START Source information

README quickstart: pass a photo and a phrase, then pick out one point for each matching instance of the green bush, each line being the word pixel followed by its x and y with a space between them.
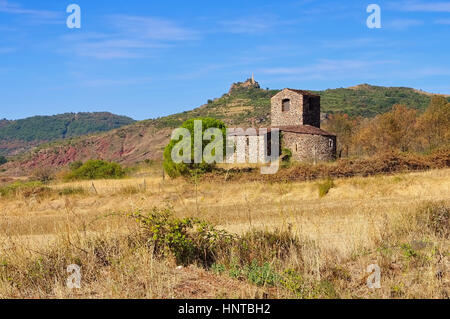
pixel 191 169
pixel 325 187
pixel 96 169
pixel 189 240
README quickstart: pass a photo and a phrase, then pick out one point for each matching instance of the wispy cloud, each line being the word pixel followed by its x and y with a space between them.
pixel 253 25
pixel 326 68
pixel 443 21
pixel 402 24
pixel 418 6
pixel 5 50
pixel 131 37
pixel 41 16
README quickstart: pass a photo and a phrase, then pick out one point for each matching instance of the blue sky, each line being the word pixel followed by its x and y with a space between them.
pixel 147 59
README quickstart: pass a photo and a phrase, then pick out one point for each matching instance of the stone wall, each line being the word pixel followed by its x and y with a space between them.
pixel 311 111
pixel 310 148
pixel 292 117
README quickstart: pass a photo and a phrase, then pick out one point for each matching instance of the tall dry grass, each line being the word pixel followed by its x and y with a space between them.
pixel 386 220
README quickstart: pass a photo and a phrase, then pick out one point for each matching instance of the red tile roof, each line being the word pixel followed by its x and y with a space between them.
pixel 300 129
pixel 302 92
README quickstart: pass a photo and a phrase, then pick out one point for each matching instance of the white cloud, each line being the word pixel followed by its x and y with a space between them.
pixel 5 50
pixel 403 24
pixel 131 37
pixel 443 21
pixel 38 15
pixel 253 25
pixel 417 6
pixel 326 69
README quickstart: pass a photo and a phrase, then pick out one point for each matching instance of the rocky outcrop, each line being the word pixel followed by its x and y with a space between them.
pixel 249 84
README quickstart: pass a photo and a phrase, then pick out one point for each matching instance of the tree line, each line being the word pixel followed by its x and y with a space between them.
pixel 401 129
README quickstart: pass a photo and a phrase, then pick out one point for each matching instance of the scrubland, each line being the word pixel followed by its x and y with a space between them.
pixel 264 239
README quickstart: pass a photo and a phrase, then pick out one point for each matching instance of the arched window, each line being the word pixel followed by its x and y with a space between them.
pixel 286 105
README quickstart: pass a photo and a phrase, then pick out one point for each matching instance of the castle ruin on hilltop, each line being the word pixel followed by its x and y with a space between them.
pixel 296 113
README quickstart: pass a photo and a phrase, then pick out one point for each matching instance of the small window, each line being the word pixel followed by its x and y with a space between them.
pixel 286 105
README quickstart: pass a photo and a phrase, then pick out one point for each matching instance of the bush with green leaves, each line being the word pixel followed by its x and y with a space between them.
pixel 96 169
pixel 325 187
pixel 191 169
pixel 189 240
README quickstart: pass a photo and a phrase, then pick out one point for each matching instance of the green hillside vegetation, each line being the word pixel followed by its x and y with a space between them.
pixel 48 128
pixel 243 106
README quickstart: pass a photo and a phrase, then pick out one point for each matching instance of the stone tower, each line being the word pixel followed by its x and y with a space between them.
pixel 295 107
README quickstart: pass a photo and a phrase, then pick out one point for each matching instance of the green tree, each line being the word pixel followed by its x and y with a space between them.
pixel 189 169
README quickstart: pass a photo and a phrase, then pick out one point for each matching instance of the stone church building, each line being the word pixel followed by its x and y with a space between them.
pixel 296 114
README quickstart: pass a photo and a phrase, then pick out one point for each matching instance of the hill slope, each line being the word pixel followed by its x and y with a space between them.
pixel 241 107
pixel 21 135
pixel 244 106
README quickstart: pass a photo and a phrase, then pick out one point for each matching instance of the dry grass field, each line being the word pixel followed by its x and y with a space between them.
pixel 323 245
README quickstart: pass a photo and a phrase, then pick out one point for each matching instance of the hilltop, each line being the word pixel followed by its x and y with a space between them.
pixel 243 106
pixel 21 135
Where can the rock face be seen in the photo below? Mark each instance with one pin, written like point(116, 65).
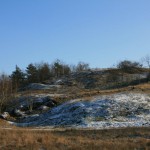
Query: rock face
point(119, 110)
point(30, 105)
point(5, 115)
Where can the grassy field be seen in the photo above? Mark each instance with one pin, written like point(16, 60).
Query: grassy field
point(110, 139)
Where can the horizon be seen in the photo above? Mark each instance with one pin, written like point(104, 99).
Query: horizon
point(96, 32)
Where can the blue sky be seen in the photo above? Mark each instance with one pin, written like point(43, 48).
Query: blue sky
point(100, 32)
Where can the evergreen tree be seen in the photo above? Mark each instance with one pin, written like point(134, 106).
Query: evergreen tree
point(18, 78)
point(32, 74)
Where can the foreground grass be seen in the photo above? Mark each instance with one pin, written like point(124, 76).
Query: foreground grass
point(112, 139)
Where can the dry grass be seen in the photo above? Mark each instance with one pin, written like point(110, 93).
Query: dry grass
point(112, 139)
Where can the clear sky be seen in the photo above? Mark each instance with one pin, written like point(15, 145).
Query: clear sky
point(100, 32)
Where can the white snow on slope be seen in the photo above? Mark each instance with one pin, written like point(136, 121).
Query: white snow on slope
point(118, 110)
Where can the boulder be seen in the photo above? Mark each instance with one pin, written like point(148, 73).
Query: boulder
point(5, 115)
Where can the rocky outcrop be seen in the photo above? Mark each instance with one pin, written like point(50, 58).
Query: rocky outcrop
point(119, 110)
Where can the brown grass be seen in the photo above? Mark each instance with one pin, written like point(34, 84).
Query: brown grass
point(112, 139)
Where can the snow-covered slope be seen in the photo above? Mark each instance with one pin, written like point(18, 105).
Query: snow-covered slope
point(118, 110)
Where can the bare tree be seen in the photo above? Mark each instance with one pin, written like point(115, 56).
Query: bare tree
point(5, 91)
point(146, 61)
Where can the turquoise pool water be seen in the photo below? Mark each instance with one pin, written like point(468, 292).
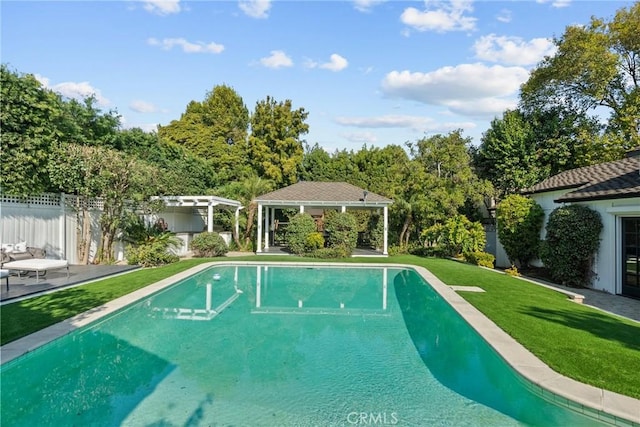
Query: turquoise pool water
point(276, 346)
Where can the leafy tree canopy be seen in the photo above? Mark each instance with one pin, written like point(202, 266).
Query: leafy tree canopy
point(275, 145)
point(214, 129)
point(597, 65)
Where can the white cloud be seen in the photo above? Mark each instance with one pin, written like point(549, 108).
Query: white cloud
point(504, 16)
point(361, 137)
point(336, 63)
point(513, 50)
point(556, 3)
point(440, 16)
point(142, 106)
point(415, 123)
point(80, 91)
point(162, 7)
point(278, 59)
point(255, 8)
point(147, 127)
point(43, 80)
point(187, 46)
point(74, 90)
point(366, 5)
point(469, 89)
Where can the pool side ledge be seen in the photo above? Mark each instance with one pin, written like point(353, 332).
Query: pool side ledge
point(611, 407)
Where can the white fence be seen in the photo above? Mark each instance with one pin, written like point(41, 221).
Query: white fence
point(49, 222)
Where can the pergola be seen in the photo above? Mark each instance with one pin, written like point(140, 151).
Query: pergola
point(306, 194)
point(209, 202)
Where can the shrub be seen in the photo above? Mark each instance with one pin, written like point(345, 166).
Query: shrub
point(513, 271)
point(573, 237)
point(480, 258)
point(300, 227)
point(519, 223)
point(314, 242)
point(456, 236)
point(151, 254)
point(208, 245)
point(327, 253)
point(342, 231)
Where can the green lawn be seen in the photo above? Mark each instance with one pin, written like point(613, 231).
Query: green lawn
point(577, 341)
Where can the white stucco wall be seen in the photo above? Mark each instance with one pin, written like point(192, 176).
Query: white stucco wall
point(608, 267)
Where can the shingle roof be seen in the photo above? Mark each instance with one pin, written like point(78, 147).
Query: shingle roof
point(323, 193)
point(611, 180)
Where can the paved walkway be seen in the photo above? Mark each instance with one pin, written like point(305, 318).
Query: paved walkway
point(615, 304)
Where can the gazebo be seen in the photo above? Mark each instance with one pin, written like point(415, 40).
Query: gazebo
point(307, 195)
point(188, 216)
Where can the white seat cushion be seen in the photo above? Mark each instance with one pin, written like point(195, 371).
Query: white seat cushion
point(36, 264)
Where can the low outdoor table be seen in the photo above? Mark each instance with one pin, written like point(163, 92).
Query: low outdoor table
point(39, 265)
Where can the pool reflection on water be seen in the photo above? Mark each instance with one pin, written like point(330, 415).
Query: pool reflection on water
point(277, 346)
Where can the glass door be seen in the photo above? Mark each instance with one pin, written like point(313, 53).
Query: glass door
point(631, 257)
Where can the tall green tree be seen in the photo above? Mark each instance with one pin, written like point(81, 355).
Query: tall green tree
point(316, 165)
point(522, 148)
point(119, 180)
point(507, 154)
point(276, 149)
point(447, 181)
point(214, 129)
point(83, 122)
point(29, 118)
point(183, 172)
point(595, 66)
point(246, 191)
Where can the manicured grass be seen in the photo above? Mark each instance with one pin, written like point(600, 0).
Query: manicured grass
point(580, 342)
point(25, 317)
point(577, 341)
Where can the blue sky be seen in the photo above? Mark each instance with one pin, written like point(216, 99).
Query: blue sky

END Source information

What you have to do :: Print each line, exactly as written, from the one that contains "Where can the gazebo" to the end of the data above, with both end lines included and nothing else.

Solved exercise ::
Where can the gazebo be seen in the photo above? Mark each instance with one pin, written like point(415, 40).
Query: gazebo
point(307, 195)
point(188, 216)
Where can the white seat cushion be seen in the photo above? Mark each instance with one pin, written like point(195, 371).
Query: white seat cushion
point(36, 264)
Where can the low outdoor table be seen in the photo above? Mark each instance with one pin, written like point(163, 92).
Query: low outdoor table
point(39, 265)
Where can the pool reflection on water be seen in the photo above? Mark each instance with one pin, written like point(330, 415).
Query: pool reflection on water
point(277, 346)
Where can the glass door be seen in the photo above? Mark each instance with one pin, written like point(313, 53).
Query: glass door
point(631, 257)
Where can the tall green tree be seen in the photo above? Mark each instance with one pin, written like point(81, 355).
Query: tall green tree
point(316, 165)
point(522, 148)
point(119, 180)
point(507, 154)
point(276, 149)
point(447, 181)
point(214, 129)
point(83, 122)
point(29, 118)
point(183, 172)
point(595, 66)
point(246, 191)
Where can the manicured grass be seen in the photo above? Mark each instance with one pin, written like point(600, 0).
Query: manicured grass
point(580, 342)
point(25, 317)
point(577, 341)
Where can the blue sky be seen in the photo above? Mark each instance with one pin, written like point(216, 99).
Query: blue sky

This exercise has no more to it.